## TASK DETAILS
Can you edit the listing below so that every "one per line" reads "each on its own line", with nothing else changed and the pictures left out of your answer?
___ DATASET ROWS
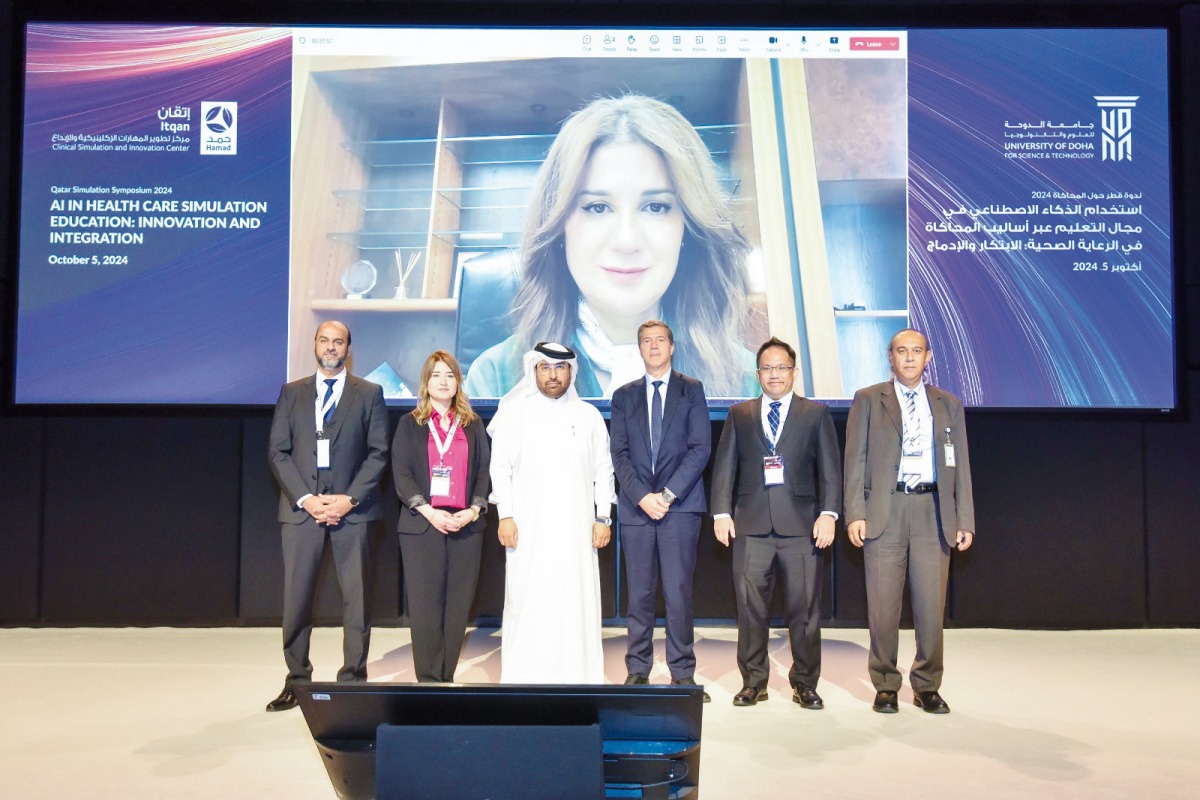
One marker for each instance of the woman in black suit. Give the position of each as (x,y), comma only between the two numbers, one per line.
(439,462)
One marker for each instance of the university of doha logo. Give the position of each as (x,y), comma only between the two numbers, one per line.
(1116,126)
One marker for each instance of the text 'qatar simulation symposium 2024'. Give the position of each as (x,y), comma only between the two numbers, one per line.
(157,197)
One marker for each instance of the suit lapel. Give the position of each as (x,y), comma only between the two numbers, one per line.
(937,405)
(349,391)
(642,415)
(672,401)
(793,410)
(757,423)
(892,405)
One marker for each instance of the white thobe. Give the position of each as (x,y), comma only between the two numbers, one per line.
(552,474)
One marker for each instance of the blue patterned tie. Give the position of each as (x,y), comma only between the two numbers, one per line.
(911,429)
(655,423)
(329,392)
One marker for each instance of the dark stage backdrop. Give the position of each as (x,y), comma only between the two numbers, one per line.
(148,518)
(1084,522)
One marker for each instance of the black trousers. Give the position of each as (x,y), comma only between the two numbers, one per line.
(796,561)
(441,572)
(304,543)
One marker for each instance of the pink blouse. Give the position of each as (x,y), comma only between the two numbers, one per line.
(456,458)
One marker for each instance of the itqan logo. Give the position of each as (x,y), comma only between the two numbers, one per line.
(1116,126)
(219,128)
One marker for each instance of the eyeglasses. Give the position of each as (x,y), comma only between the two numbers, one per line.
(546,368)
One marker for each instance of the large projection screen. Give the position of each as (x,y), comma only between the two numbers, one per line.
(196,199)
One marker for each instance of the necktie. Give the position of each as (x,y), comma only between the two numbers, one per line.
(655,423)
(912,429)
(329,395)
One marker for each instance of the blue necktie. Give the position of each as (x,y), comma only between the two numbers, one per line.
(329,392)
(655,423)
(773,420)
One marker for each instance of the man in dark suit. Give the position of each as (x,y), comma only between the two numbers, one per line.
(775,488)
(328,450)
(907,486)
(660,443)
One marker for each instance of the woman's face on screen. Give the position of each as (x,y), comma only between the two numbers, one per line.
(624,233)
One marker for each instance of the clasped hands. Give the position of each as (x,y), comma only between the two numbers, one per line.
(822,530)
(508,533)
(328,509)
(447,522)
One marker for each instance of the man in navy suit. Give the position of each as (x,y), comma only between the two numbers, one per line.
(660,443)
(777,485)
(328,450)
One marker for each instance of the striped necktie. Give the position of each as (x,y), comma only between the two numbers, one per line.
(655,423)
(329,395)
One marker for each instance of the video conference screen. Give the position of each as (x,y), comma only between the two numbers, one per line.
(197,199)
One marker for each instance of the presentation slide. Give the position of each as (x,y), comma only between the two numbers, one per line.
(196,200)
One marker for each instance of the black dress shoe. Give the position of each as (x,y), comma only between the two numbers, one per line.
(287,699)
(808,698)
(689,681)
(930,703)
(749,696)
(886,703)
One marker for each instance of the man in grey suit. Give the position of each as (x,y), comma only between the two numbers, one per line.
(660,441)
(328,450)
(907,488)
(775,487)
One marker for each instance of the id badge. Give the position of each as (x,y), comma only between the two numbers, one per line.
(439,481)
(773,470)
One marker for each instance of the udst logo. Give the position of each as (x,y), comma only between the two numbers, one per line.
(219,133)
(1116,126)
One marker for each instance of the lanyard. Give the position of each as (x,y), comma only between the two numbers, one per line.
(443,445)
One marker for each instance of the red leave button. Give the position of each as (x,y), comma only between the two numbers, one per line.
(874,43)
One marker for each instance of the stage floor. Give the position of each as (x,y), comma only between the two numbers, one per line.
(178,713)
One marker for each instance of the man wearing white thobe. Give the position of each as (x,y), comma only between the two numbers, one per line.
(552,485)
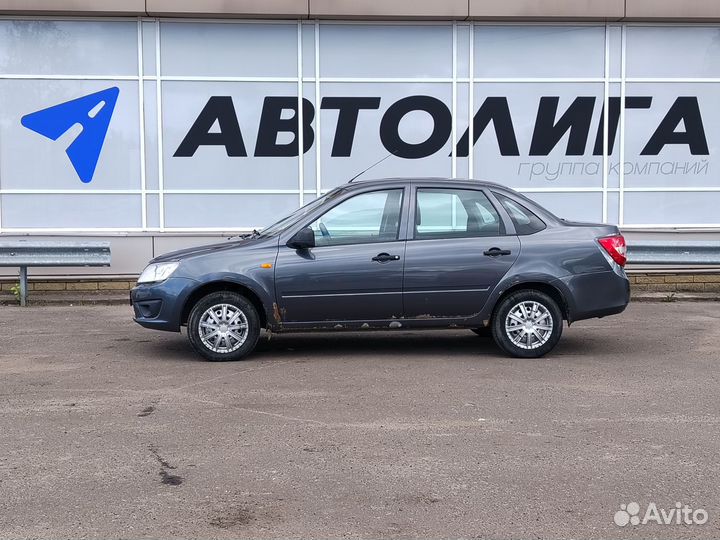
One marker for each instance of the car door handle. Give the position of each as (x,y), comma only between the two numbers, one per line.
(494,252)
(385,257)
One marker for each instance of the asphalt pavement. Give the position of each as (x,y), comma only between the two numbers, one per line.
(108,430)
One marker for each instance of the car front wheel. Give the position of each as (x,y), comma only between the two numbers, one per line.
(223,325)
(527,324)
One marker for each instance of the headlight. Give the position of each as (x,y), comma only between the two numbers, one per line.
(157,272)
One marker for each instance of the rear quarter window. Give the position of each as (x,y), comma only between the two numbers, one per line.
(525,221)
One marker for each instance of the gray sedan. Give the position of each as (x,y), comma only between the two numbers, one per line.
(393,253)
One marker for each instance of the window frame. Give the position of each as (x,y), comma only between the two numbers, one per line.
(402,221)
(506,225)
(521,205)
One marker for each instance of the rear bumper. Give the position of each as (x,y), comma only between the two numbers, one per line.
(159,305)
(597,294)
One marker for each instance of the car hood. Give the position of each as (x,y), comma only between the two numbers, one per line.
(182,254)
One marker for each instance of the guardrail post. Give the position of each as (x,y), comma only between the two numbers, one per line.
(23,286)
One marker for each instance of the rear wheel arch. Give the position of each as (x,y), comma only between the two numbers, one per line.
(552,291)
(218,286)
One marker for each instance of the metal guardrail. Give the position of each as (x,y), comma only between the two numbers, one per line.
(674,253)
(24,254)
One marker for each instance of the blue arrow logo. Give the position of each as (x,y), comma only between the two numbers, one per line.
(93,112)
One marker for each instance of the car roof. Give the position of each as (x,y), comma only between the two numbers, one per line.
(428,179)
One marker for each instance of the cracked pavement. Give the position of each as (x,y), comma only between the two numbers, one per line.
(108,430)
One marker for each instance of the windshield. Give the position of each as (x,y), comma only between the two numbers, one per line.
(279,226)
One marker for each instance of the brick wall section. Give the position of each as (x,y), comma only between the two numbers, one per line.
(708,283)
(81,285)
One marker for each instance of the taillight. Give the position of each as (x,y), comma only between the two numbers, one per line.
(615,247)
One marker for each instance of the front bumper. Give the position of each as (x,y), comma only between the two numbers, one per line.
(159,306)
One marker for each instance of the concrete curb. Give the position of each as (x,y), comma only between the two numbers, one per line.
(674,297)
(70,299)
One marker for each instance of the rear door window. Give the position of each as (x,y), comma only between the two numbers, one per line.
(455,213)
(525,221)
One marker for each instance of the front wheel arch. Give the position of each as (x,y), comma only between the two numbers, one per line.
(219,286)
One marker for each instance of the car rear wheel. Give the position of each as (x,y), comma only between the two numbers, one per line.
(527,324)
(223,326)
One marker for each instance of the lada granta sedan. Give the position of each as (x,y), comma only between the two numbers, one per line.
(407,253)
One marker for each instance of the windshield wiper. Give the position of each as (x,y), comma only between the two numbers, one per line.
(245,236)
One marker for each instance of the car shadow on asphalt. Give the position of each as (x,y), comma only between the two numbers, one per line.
______
## ANSWER TO THE TASK
One marker for each instance of the woman in black suit. Give the position of each as (x,y), comma only between the two numbers, each on its own line.
(439,462)
One marker for each instance of the university of doha logo. Give the position of each as (x,y), comma only between the two numbers, each on its own line.
(1116,126)
One marker for each instance of the text 'qatar simulation symposium 2024'. Give the position of each as (x,y), comma only between the two numbers, each on its own line.
(157,197)
One marker for each instance of the suit lapel. Give the position of each as (x,y), comma only between the two numbers, each on its own line.
(937,405)
(349,391)
(642,415)
(672,401)
(793,410)
(757,423)
(892,405)
One marker for each instance of the white thobe. Give the position of each as (x,y), comma only between the two numbers, each on its own line.
(552,474)
One marker for each instance of the blue patterned tie. Give the position of each as (x,y), comma only between the two numbers, each on its own line.
(911,429)
(655,423)
(329,392)
One marker for each instance of the dark stage backdrop. Give the position of each as (x,y), comma only between the two numbers, each on its own line.
(148,518)
(1084,522)
One marker for each instance of the black trousers. Give the position of each as (x,y), comma only between the two numbers, each on its own line.
(796,561)
(441,572)
(304,543)
One marker for each instance of the pink blouse. Give the position of each as (x,y), comma only between the two numbers, each on its own line.
(456,458)
One marker for each instance of the itqan logo. Give the position of each as (x,y), comma only between the two numbers, each on its own line.
(1116,126)
(219,128)
One marker for each instance of the eyeglasses. Give the position of each as (x,y), comma only between the two numbers, each on its own line.
(546,368)
One marker for each instance of the large projection screen. Give the position of each as (x,y), comma only between the two numbers, each on its own line.
(196,199)
One marker for each instance of the necktie. Give the position of each as (x,y), comma only between the two numbers, each on its own line.
(655,423)
(912,429)
(329,395)
One marker for each instance of the blue necktie. Give the position of each as (x,y), comma only between the two numbers, each on its own line.
(329,392)
(655,423)
(773,420)
One marker for each instance of the man in dark suit. Give the position of each as (x,y), comma only between the two numbers, each on its own line.
(775,488)
(328,450)
(907,486)
(660,443)
One marker for each instance of the woman's face on screen. Give the position of each as (x,y), comma only between the two numbers, each on its own line.
(624,233)
One marker for each instance of the clasped hands. Give the position of each as (x,y), comma only between the two numbers, each on its own line.
(822,530)
(508,533)
(328,509)
(447,522)
One marker for each instance of the man in navy suit. Give the position of each as (x,y), comma only between the two numbers, each on its own line.
(660,443)
(777,485)
(328,450)
One marker for each instance of the striped necktie. Give the position of each as (x,y), comma only between the two numbers, each on its own line.
(655,423)
(329,395)
One marker for each instance of the video conference screen. Give the position of each as (x,y), comma only between the two numbers, each on its own line.
(197,199)
One marker for each instance of the presentation slide. Give the position of each as (x,y), comma only between the two numbers, each on its own line.
(196,200)
One marker for each instance of the black dress shoe. Give the position of each as (x,y), comma only between the two numbers, each on its own line.
(287,699)
(808,698)
(689,681)
(930,703)
(749,696)
(886,703)
One marker for each instance of the man in grey suit. Give the position of each as (x,y), comma only between the two numbers, each on its own line.
(660,441)
(328,450)
(907,488)
(775,487)
One marker for each instance of the id badge. Give the position of each as (x,y), comma only between the two numbers, each on its own line.
(439,481)
(773,470)
One marker for each instance of the udst logo. Give the position of each as (x,y), comma only between the two numbers, each on its own line.
(219,133)
(1116,126)
One marker for each instance of the lanyard. Give the position of each as (x,y), comma only between the two numbers, each on its own line.
(443,445)
One marker for each instance of the red leave button. Give the position of each as (x,y), comma only between the two numbers, each on its own line.
(874,43)
One marker for each instance of the stage floor. Give the position of each as (x,y), comma only between the two numbers, each on its own line.
(178,713)
One marker for each instance of the man wearing white thobe. Give the position of each as (x,y), comma only between the two numbers, each on its own line.
(552,485)
One marker for each instance of the car door handle. Give the position of each as (x,y), comma only between the two numbers, each on its own line.
(494,252)
(385,257)
One marker for each instance of the asphalt pavement. Give the position of each as (x,y), comma only between the two numbers, each on its own line.
(108,430)
One marker for each instance of the car front wheel. Give the position of each as (x,y), comma only between the two numbers, each on its own line.
(223,325)
(527,324)
One marker for each instance of the headlight. Give the position of each as (x,y), comma only between the two numbers, each on its own line.
(157,272)
One marker for each instance of the rear quarter window. Give the position of each as (x,y), comma only between the two numbers, each on its own line.
(525,221)
One marker for each instance of the gray sedan. Give the position of each as (x,y), comma only between the two numbers, each on its own line.
(393,253)
One marker for each instance of the window frame. Give the position of each as (x,y), comma only between the two numbers, each on its own line.
(402,221)
(506,225)
(521,205)
One marker for each instance of the rear bumper. Give the position of each as (x,y), comma only between the two numbers, each on its own line.
(159,305)
(597,294)
One marker for each instance of the car hood. Give the position of each as (x,y), comma only between the two numbers, each on its own line.
(182,254)
One marker for each instance of the guardrail post. Give the position of each as (x,y), comma only between the two numbers, each on its own line.
(23,286)
One marker for each instance of the rear wheel arch. Give the position of each as (x,y), comma only between the two numbers, each on its own line.
(552,291)
(218,286)
One marker for each instance of the metal guardrail. Give the position of each as (x,y), comma only between the two numbers, each on its own line.
(674,253)
(24,254)
One marker for each instance of the blue arrow logo. Give the position of each as (x,y), comma only between the two numbers, each on its own line.
(93,112)
One marker for each instance of the car roof. Give the position of each as (x,y), comma only between the two numbers, each on its own line.
(428,179)
One marker for each instance of the cracked pavement. Give the position of each as (x,y), comma only between the two numbers, each on its own line.
(108,430)
One marker for each instance of the windshield. Give the position of each as (x,y), comma only between the two numbers, each on its own line.
(279,226)
One marker for each instance of the brick wall section. Give the position of each as (x,y), comma only between the two numbers, each on its own line.
(708,283)
(81,285)
One marker for each instance of the taillight. Give the position of each as (x,y), comma only between the two numbers, each on its own line.
(615,247)
One marker for each instance of the front bumper. Give the position of each as (x,y), comma only between the two numbers, each on its own line.
(159,306)
One marker for each instance of the concrete curb. Give the position of each as (x,y), comma only between the two numbers, each on its own line.
(674,297)
(70,299)
One marker for each instance of the rear door window. Give the position of each as (x,y), comma only between the two numbers, each on its own line.
(455,213)
(525,221)
One marker for each instance of the front wheel arch. Give the position of each as (x,y), comma only between the two numbers, each on its own line.
(219,286)
One marker for each instance of the car rear wheel. Give the position of each as (x,y), comma only between the two numbers, each on its own line.
(527,324)
(223,326)
One marker for each instance of the lada granta sedan. Give the position of each as (x,y), comma only between the two numbers, each on its own line.
(407,253)
One marker for each instance of the windshield wiper. Give the position of each as (x,y), comma only between the two numbers, each on its own line.
(245,236)
One marker for each instance of the car shadow on asphalt. Give the position of each as (x,y), comma only between the two numbers, each on its own line.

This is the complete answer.